* _Your instructions_:
Can you reproduce the stretch of the material from the line containing "sedan shown in this photo." through the line containing "(1176, 424)", character for character, with both of those lines included?

::: Source material :::

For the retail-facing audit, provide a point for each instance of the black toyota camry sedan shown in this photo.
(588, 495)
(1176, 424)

:::
::: Source material :::

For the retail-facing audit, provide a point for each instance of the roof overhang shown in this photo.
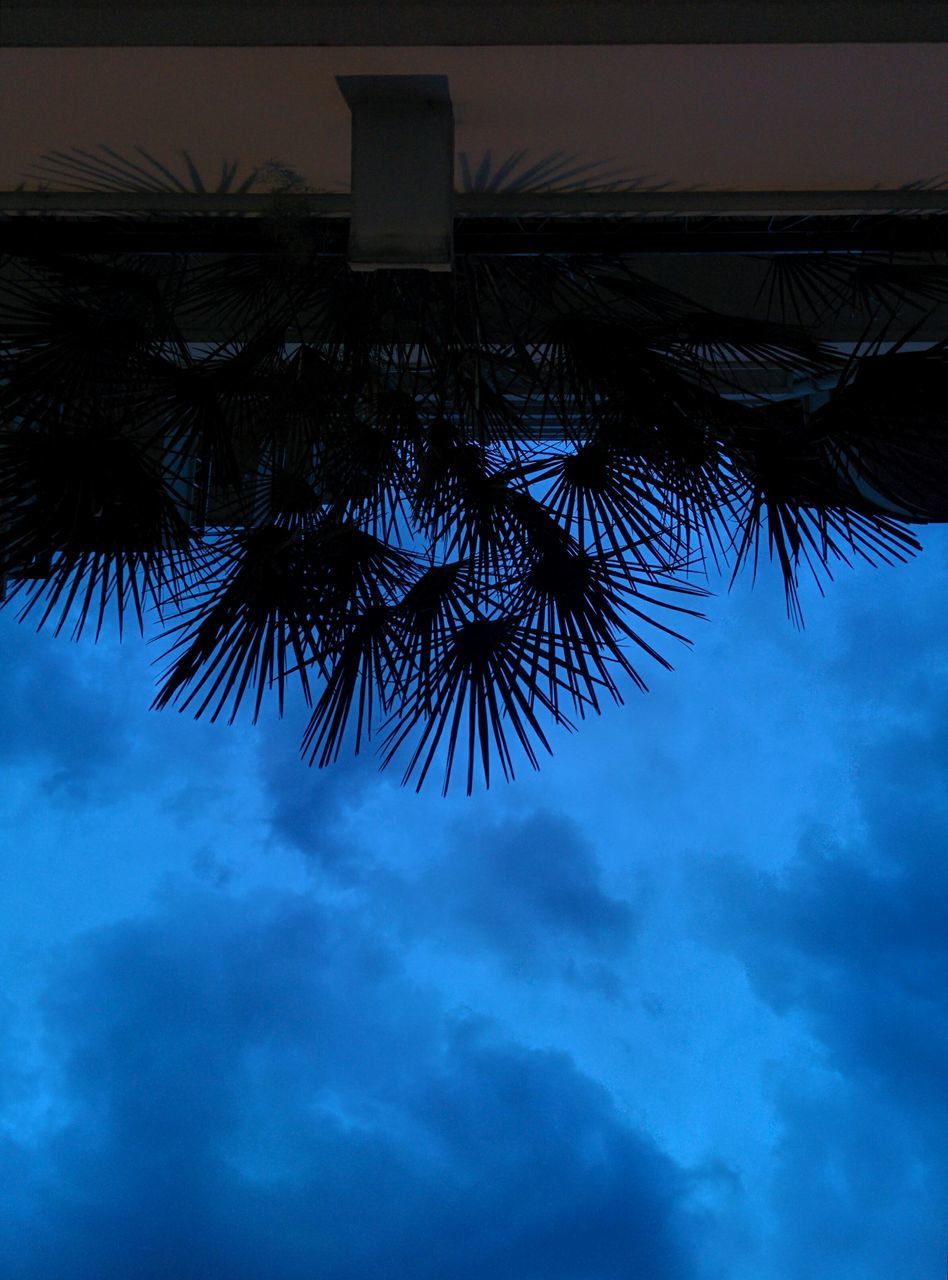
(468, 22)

:::

* _Exercise output_:
For the retail-facing audit, provide a point for each instance of the black toyota camry sedan shown in this photo.
(588, 495)
(1176, 424)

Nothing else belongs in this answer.